## Stated problem 1
Count the lines of the records below that contain the string "green", and give only that number.

He told me he wanted me to sign for Villa. He needed cover for Denis Mortimer as they tried to make their way back up the first division and challenged in Europe. He was realistic and told me I wouldn’t play as often as I might want, but for me it was like Paul Gascoigne, a no-brainer. A club with the pedigree and quality of Villa looking to sign me?! It was fantastic. I remember getting off the phone and telling the wife. She was ecstatic and I think had it all gone well then she wouldn’t have run off with Alan Devonshire a couple of years later.

Saunders wanted me at Villa. Then in January he fell out with Doug Ellis. Some say it was about control of the team. He confided in me that he’d tried to insist Peter Withe shave his beard but Withe was an Ellis favourite and that brought about his resignation. His assistant, Tony Barton, too over and he never rated me. I rang him to see if there was still a chance of the deal being done. I’ll never forget his reply. “You’ve got as much chance of playing for Villa as I do of getting a handjob from Joanna Lumley”. I can still hear his laughter as he hung up. It stings.

So I think about what might have been and I maintain a soft spot for Villa despite missing out on being part of that glorious team that went on to lift the European cup. I see what’s going on now at the club, the resignation of Martin O’Neill and I see a club in a state of crisis. I was never fond of O’Neill. He was a man who played for Northern Ireland yet considered himself Irish. Didn’t he realise that Britain owned his country? I find that kind of anti-nationalism quite reprehensible.

Phil Brown

Brown has never let his deafness get in the way of his career

David O’Leary was a real Irishman at least but no kind of a football manager. His time at Leeds was a fluke, like when you let Football Manager auto-pick your team and play through the games without making changes … every so often you’re going to go on a decent run of results.

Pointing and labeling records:
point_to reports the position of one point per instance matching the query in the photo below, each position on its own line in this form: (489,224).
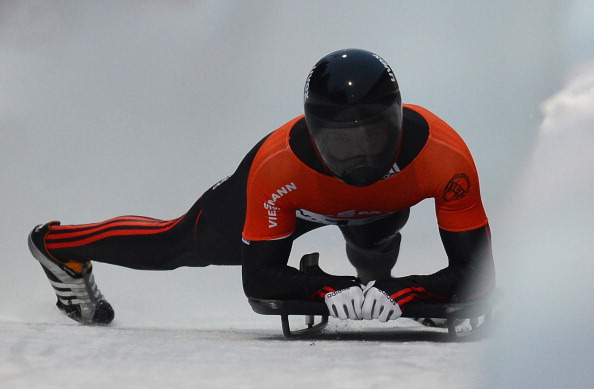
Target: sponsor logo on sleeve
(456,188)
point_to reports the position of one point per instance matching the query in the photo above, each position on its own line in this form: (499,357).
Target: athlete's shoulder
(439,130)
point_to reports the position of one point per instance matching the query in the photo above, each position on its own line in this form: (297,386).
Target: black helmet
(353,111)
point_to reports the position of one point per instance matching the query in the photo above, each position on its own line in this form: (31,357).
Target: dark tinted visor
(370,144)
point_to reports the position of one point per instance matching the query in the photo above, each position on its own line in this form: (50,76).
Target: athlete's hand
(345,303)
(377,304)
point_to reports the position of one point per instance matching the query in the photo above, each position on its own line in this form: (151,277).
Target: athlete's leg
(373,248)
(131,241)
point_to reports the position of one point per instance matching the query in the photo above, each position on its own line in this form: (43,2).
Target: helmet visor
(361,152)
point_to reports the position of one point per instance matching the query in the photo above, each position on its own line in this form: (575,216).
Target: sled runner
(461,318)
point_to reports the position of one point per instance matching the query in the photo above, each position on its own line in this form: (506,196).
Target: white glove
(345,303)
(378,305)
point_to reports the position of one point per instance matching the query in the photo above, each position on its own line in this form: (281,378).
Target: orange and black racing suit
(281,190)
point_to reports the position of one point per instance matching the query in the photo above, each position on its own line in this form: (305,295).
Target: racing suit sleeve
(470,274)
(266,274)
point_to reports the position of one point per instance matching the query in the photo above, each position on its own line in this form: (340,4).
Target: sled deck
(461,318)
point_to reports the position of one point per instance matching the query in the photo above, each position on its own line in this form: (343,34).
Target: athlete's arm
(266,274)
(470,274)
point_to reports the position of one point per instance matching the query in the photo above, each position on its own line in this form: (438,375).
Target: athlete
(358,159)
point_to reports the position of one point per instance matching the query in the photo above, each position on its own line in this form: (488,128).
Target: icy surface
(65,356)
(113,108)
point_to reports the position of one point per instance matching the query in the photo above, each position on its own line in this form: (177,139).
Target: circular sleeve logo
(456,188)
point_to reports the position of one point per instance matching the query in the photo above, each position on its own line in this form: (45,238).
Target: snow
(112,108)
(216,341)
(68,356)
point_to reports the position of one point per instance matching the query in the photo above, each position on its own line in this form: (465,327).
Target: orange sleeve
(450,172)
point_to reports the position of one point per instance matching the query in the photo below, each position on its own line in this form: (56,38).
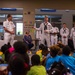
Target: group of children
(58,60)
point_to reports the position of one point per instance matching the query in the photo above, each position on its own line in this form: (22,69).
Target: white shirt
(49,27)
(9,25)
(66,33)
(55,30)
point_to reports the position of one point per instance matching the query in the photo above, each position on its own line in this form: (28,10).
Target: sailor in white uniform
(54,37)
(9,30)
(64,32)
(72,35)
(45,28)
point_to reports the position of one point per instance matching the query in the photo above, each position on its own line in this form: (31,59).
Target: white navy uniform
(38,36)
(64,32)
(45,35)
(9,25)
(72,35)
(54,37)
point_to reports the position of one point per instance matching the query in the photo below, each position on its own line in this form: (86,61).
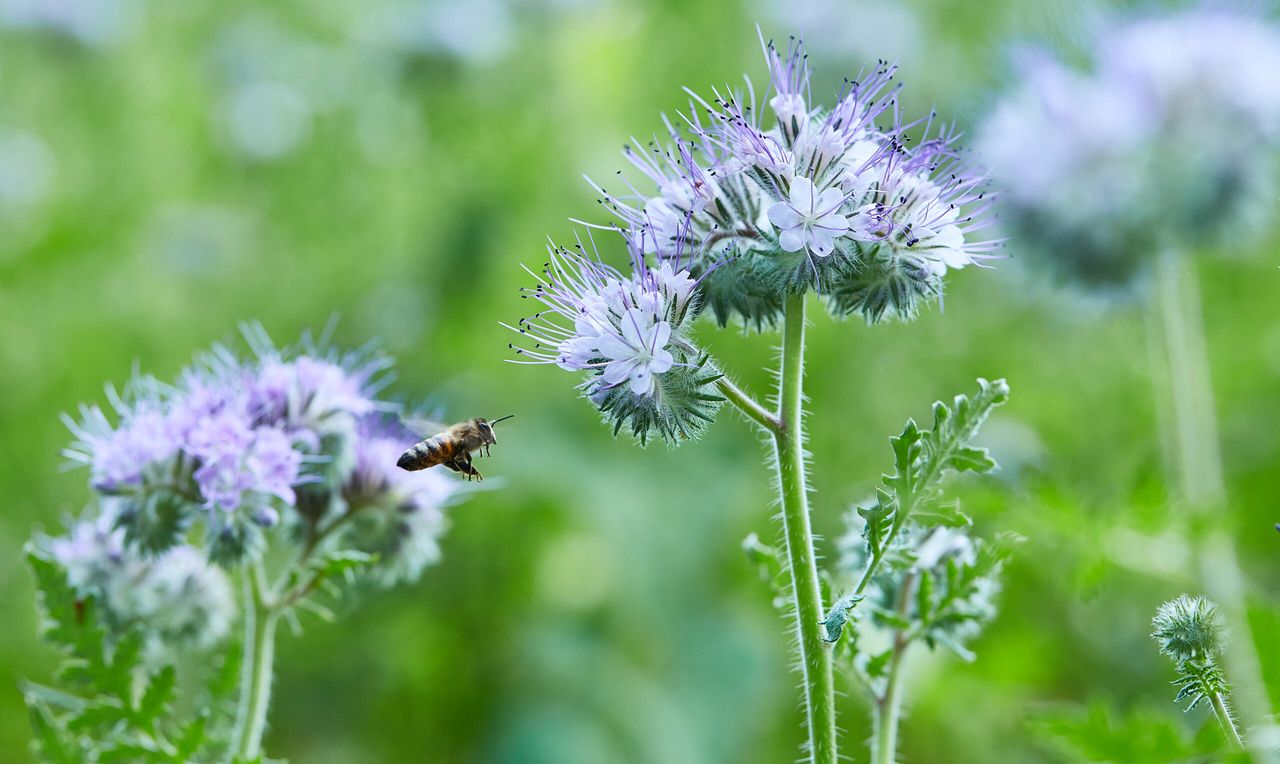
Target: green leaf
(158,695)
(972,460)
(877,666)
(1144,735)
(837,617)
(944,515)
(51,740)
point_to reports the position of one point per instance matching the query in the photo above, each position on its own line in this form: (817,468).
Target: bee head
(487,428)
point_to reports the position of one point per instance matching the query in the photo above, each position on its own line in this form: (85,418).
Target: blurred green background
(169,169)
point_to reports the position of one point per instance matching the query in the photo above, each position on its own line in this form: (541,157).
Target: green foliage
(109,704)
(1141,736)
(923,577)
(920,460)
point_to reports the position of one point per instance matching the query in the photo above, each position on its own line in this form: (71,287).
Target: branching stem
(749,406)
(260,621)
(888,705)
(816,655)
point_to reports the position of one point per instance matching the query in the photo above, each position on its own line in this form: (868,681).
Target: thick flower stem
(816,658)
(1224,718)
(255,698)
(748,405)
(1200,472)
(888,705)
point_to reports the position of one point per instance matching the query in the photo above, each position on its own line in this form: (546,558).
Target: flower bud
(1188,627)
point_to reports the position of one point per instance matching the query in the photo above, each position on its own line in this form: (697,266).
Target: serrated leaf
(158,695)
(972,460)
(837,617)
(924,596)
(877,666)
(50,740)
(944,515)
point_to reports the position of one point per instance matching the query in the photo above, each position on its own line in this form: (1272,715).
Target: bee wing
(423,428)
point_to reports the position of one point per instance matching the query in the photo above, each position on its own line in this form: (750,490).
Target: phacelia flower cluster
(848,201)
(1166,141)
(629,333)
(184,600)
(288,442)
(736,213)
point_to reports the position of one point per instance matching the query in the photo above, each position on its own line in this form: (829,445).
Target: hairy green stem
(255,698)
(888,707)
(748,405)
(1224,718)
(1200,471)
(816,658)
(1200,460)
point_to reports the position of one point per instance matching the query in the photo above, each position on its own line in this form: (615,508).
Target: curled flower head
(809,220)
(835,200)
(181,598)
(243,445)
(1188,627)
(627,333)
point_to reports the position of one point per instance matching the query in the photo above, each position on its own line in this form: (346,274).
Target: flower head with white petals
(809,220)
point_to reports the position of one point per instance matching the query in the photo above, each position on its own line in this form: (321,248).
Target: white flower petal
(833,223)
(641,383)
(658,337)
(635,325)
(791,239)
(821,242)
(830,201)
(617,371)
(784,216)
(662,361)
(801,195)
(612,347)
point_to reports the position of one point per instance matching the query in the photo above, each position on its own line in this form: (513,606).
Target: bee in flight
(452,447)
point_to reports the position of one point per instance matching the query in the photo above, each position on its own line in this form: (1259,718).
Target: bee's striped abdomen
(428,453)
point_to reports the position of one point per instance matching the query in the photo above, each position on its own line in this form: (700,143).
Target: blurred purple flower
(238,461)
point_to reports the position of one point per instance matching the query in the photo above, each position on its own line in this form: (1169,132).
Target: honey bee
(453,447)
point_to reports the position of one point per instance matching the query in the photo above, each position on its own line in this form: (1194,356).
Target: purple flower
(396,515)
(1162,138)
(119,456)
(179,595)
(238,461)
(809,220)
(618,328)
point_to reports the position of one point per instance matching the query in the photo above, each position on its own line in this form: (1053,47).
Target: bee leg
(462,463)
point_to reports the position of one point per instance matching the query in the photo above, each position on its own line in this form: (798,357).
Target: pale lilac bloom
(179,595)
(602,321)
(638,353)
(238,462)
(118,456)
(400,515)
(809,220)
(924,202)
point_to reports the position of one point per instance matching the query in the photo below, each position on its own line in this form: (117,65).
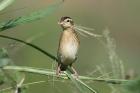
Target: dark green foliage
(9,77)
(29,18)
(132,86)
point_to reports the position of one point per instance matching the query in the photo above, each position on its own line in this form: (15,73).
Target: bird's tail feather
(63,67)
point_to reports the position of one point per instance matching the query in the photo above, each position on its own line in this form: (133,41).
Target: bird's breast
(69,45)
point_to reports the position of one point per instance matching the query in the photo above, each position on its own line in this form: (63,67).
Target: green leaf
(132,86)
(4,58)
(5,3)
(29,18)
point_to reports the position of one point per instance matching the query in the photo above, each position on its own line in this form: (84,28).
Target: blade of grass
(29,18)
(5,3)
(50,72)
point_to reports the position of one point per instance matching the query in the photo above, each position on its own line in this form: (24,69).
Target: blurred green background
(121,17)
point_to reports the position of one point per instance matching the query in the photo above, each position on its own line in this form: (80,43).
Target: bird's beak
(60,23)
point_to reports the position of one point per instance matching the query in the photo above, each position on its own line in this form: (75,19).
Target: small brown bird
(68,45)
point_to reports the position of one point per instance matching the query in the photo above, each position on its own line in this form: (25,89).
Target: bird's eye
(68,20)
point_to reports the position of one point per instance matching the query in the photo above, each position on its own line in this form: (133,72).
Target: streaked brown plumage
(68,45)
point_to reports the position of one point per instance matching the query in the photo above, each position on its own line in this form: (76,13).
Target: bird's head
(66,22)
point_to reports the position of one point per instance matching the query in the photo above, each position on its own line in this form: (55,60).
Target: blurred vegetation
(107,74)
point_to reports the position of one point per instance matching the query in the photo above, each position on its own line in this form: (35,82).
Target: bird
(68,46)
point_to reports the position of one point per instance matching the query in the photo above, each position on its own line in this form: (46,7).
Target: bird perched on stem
---
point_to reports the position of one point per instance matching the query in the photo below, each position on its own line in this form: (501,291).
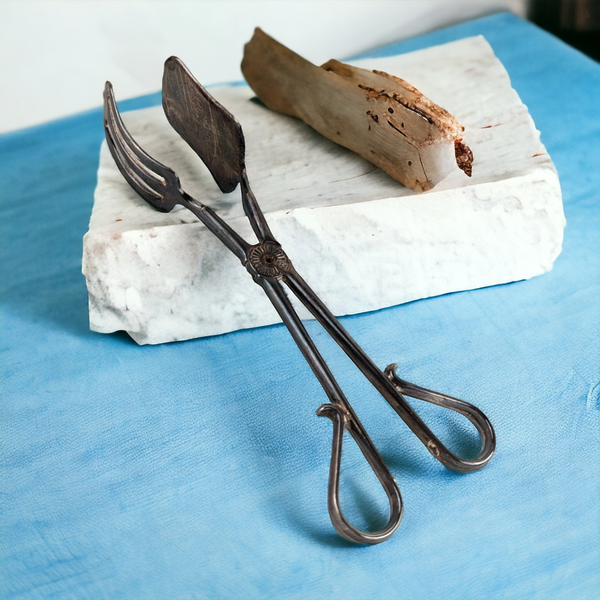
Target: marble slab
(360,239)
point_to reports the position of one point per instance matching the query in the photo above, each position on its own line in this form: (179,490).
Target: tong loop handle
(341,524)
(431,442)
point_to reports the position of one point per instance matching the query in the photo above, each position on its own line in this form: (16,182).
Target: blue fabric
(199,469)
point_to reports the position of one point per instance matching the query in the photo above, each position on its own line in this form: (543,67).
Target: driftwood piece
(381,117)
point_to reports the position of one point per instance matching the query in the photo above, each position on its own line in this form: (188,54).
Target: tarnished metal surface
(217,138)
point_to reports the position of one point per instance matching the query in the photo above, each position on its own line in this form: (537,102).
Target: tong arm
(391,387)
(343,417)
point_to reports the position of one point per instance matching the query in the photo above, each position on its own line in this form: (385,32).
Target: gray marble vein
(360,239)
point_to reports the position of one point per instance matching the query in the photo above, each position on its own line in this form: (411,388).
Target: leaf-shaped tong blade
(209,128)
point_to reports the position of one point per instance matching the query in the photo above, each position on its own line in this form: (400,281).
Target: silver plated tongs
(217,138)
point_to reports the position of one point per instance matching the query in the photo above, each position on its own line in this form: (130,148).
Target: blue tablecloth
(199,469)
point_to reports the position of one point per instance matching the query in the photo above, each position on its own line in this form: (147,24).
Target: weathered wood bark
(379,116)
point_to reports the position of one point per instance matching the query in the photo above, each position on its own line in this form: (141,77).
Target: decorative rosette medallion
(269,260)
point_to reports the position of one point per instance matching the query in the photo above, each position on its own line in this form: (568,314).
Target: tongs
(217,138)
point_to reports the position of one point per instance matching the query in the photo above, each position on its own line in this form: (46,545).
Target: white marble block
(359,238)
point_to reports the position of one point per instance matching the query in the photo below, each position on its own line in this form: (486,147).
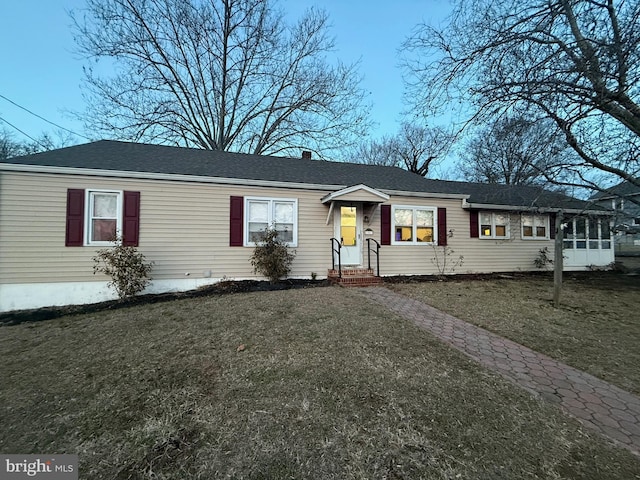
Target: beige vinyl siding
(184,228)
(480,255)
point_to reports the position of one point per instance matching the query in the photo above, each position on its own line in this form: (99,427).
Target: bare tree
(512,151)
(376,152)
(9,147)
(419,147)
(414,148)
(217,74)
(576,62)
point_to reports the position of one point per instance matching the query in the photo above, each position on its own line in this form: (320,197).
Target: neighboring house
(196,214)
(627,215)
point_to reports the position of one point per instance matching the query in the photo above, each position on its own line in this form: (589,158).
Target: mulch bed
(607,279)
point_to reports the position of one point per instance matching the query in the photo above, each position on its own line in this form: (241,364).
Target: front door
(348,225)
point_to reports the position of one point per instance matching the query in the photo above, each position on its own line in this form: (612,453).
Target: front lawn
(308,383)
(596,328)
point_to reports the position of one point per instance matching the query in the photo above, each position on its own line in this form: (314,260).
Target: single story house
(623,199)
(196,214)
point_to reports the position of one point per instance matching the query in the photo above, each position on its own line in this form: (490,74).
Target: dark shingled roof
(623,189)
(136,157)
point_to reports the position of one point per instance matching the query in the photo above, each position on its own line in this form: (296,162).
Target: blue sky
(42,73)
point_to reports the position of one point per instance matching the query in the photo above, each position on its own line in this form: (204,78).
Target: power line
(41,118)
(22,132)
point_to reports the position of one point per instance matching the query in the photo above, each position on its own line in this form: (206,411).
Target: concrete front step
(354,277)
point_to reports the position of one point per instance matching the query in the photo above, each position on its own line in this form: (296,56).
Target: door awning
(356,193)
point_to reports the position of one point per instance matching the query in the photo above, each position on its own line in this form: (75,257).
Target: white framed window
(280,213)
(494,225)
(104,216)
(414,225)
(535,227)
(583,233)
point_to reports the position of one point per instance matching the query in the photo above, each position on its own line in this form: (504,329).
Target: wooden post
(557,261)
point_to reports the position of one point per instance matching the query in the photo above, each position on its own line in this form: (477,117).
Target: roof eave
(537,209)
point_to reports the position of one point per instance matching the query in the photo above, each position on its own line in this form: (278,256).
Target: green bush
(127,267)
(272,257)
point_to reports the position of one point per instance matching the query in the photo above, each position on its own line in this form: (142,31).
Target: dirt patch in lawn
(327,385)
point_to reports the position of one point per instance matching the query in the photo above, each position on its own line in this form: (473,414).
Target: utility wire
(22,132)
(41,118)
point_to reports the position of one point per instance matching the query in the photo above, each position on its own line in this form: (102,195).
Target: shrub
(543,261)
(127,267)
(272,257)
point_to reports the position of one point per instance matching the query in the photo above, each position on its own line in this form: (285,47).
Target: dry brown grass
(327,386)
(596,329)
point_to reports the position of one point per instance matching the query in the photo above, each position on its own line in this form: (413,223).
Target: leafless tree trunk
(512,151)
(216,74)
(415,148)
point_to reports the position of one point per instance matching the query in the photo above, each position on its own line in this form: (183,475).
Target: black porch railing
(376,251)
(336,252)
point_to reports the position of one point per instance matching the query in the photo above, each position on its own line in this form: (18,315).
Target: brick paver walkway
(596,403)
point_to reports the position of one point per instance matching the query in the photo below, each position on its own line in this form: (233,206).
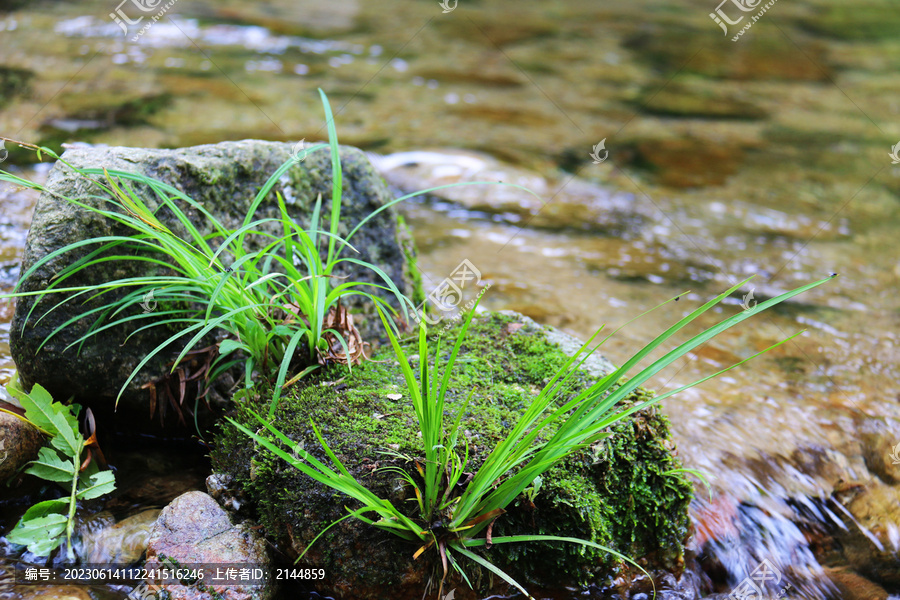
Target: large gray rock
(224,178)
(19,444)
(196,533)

## Stated problem 2
Copy the Villa passage from "Saunders wanted me" to "up. It stings.", changing "January" to "February".

## Complete answer 1
8

## Complete answer 2
Saunders wanted me at Villa. Then in February he fell out with Doug Ellis. Some say it was about control of the team. He confided in me that he’d tried to insist Peter Withe shave his beard but Withe was an Ellis favourite and that brought about his resignation. His assistant, Tony Barton, too over and he never rated me. I rang him to see if there was still a chance of the deal being done. I’ll never forget his reply. “You’ve got as much chance of playing for Villa as I do of getting a handjob from Joanna Lumley”. I can still hear his laughter as he hung up. It stings.